WHAT YOU NEED TO DO — Extract every line of the material below word for word, omitting the pictures.

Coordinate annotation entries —

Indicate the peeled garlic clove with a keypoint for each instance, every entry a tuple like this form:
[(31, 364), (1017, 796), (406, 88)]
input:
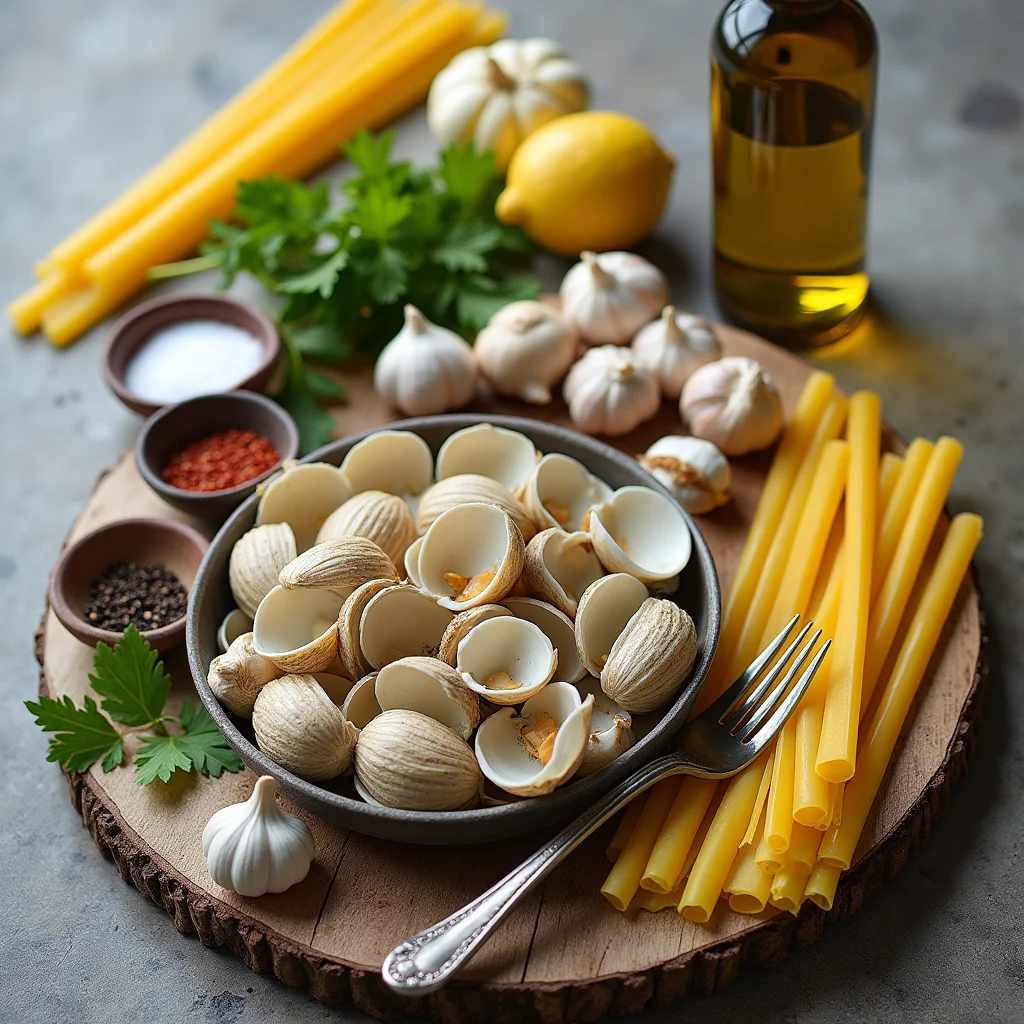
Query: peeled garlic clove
[(298, 726), (605, 607), (504, 751), (561, 492), (237, 676), (303, 497), (256, 559), (610, 729), (470, 487), (462, 624), (432, 688), (297, 630), (607, 297), (651, 657), (472, 554), (609, 392), (506, 659), (524, 349), (400, 622), (483, 450), (556, 626), (378, 516), (407, 760), (696, 473), (344, 563), (733, 403), (642, 532), (559, 567)]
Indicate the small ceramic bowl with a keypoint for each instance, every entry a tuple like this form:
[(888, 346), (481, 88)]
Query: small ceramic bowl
[(142, 321), (155, 542), (174, 427)]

TASK ANSWER —
Indicate the peeled garlic clove with a keypoint for each instance, every entry a tuple like this form:
[(31, 364), (1017, 796), (406, 88)]
input:
Query: peeled garlic clove
[(298, 726), (605, 607), (504, 751), (561, 492), (237, 676), (303, 497), (256, 559), (610, 729), (470, 487), (462, 624), (432, 688), (297, 630), (607, 297), (651, 657), (472, 554), (609, 392), (506, 659), (524, 349), (400, 622), (483, 450), (556, 626), (378, 516), (407, 760), (696, 473), (344, 563), (733, 403), (642, 532), (559, 567)]
Indicate the small ceramic bowl with a keypoint for each instance, every entry a tuple like this form:
[(888, 346), (481, 88)]
Query: small ceramic bowl
[(142, 321), (155, 542), (174, 427)]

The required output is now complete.